----- Excerpt -----

Today’s guest is the lovely Linn Halton from the UK. Welcome Linn.

Linns bookshelf

About the author: Linn writes contemporary women’s love stories that reflect life, the baggage we all carry around with us and the complexities of relationships. You are always guaranteed an uplifting ending that won’t disappoint and often a psychic twist that will make you stop and think… what if? Linn lives in the small village of Arlingham, in the UK.

Linn signed with US publishing house Sapphire Star Publishing in 2012; The Quintessential Gemini, a heart-warming romance was released in June 2012 and The Restaurant @ The Mill, a collection of life/love stories based around an old mill, was released in August 2012. Linn is a member of the Romantic Novelists’ Association.

linnbhalton

Linn’s links:

Website

Twitter: @LinnBHalton

Facebook: Linn B Halton

Amazon.co.uk (buy)

Amazon.com (buy)

Pinterest

A Loveahappyending Lifestyle feature editor

Signed by: http://www.sapphirestarpublishing.com/linnbhalton

Romantic Novelists’ Association page

 

It’s lovely to be here with you today Anneli. Wish it was in person as I would love to visit your very beautiful part of the world!

The mill featured on the cover

Setting is so very important when writing a novel and when I wrote The Restaurant @ The Mill it was crucial. The mill around which this novel is based is actually a composite of two existing buildings. Both are beautiful, old mills that have been preserved and retain a sense of atmosphere. One is a working water mill, which was one of the features in the book and allowed me to provide some accurate description. The other was a pin mill, and had a layout that would work if I were converting an old building into a restaurant. The composite building became very real to me. I could walk around it in my head and see it as if it were a place I had visited!

It was important though, as I wanted the readers to fall in love with what was essentially the heart of this book. I needed them to regard it as having an existence of its own; the characters were simply a transient part of the life of the old building. It is the restaurant that is the common theme, bringing together the stories of love at every stage in life – from newlyweds to a couple in their twilight years. Whilst the spirit of “Sarah” is a cameo role within the novel, she helps to gently remind the reader of the age of the building. She sees everything that is happening through the eyes of a Victorian mill owner’s wife, albeit a slightly confused and disorientated one at times. Her purpose was to bring a sense of generation and history, and a reminder that what was happening in the here and now was simply another passing phase in the life of the mill.

Some of the individual stories of the couples who dine there play out to a conclusion, some are a work in progress – in the same way that life itself is never “complete” because no one knows what tomorrow will bring.

My favourite restaurant is in a very old building in Nailsworth, Gloucestershire in the UK. When I sit there I can almost feel the presence of the past – I do hope that is what the readers take away from my story.

-----

▶ [Your objective]:
Answer these questions from the guest post about Linn Halton:
(a) In which village does Linn live?
(b) What two kinds of mill were combined to create the mill in The Restaurant @ The Mill?
(c) In which town is Linn's favorite restaurant?

----- Recorded information -----

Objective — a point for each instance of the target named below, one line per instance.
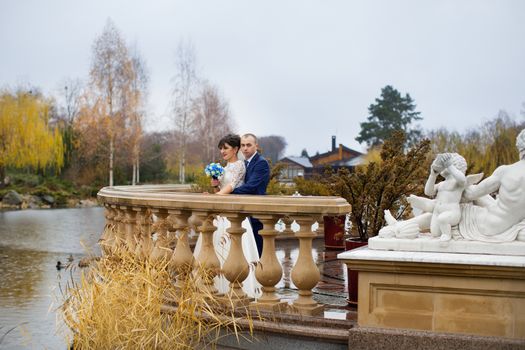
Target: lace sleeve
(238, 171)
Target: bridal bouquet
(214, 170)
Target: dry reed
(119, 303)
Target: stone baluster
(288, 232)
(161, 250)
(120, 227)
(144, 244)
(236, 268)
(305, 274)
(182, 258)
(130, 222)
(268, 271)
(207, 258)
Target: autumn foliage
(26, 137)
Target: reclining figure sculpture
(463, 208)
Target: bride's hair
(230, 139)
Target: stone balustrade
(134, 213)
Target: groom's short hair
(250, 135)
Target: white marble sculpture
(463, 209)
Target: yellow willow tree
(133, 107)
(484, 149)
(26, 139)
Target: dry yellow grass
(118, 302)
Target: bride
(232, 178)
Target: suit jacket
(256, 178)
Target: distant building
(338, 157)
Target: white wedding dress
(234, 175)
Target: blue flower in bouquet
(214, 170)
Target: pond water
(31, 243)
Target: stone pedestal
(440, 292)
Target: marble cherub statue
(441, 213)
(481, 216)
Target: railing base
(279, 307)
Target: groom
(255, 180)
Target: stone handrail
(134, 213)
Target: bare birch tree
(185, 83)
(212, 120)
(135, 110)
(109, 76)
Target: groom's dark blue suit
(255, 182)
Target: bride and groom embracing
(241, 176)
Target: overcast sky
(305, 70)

-----

▶ [Exercise output]:
(a) Arlingham, in the UK
(b) A working water mill and a pin mill
(c) Nailsworth, Gloucestershire